Data shown:

※ ※ ※

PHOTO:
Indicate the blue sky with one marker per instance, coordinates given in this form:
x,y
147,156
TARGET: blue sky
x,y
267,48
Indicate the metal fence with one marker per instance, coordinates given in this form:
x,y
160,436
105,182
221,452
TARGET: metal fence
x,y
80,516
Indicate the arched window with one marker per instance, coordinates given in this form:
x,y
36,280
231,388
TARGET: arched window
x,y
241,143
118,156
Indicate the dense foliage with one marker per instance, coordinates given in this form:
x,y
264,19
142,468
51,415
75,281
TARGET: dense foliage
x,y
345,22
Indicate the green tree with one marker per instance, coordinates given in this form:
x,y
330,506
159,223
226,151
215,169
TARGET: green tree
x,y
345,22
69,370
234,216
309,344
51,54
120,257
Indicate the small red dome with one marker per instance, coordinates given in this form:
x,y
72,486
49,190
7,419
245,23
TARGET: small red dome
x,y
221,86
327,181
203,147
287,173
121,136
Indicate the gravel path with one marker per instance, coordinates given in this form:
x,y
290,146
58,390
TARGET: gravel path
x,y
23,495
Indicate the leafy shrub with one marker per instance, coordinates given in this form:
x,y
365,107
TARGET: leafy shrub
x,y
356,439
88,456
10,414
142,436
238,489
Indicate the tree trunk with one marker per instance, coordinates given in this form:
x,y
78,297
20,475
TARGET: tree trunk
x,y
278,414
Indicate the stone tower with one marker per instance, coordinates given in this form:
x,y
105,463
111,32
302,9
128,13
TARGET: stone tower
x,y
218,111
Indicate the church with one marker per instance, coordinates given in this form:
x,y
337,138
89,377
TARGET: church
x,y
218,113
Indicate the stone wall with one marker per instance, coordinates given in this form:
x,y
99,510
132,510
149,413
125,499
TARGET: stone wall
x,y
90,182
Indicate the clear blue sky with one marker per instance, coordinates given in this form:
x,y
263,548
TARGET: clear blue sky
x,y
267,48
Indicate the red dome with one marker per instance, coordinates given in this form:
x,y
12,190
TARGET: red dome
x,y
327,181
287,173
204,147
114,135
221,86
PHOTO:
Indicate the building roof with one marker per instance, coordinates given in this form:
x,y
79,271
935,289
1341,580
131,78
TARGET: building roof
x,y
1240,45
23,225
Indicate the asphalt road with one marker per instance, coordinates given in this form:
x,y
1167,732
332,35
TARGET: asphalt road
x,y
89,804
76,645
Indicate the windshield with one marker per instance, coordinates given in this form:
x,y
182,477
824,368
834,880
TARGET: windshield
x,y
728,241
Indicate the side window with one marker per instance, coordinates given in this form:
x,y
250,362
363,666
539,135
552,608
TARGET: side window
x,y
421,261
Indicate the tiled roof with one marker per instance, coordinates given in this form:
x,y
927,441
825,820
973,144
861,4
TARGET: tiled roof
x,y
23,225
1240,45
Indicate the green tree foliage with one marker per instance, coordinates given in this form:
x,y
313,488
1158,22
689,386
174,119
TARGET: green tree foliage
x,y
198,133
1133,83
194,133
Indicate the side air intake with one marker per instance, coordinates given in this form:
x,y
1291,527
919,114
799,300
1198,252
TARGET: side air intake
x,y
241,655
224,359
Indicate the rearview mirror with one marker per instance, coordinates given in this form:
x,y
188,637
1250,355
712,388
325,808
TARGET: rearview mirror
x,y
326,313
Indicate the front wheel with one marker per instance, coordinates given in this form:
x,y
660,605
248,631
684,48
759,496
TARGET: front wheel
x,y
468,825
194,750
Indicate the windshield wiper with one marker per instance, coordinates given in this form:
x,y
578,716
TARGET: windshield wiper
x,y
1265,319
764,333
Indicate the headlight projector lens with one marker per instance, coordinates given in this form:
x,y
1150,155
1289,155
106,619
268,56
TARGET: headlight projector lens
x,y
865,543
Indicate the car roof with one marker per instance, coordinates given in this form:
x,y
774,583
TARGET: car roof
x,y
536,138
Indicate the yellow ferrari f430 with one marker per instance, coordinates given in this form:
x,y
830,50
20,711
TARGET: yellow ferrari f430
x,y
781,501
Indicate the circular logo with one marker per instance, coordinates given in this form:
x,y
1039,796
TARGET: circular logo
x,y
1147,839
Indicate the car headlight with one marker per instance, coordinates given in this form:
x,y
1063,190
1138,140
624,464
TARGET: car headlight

※ ※ ※

Problem to work on:
Begin at the line that contains "Indicate the front" and stop at the end of the data. Give back only those lines, with "windshield wiper" replaced by "wiper blade" and everything else left unchanged.

Result for this exercise:
Indicate the front wheel with one marker per instance, coordinates given in this form:
x,y
660,605
248,631
684,48
759,496
TARGET: front wheel
x,y
468,825
194,750
Indicate the wiper blade with one marker per instance, coordinates given in this form:
x,y
578,716
TARGET: wiper blade
x,y
1265,319
764,333
Indicate the headlight projector lens with one marker per instance, coordinates given in this form:
x,y
1150,155
1289,155
106,619
268,56
TARGET: headlight projector lens
x,y
865,543
Indicate the car roof with one marker per instance, coordinates given in this form:
x,y
774,583
TARGET: car roof
x,y
536,138
Indicate the yellow ferrari f430 with one marker per instance, coordinates given in this form:
x,y
830,50
20,711
TARGET: yellow ferrari f430
x,y
781,501
Indicate the circular logo with one marker per instance, coordinates given in this form:
x,y
1039,796
TARGET: circular logo
x,y
1147,839
Indicate the car headlight with one marker per instance, coordinates given in this form:
x,y
1063,190
1138,140
624,464
TARGET: car headlight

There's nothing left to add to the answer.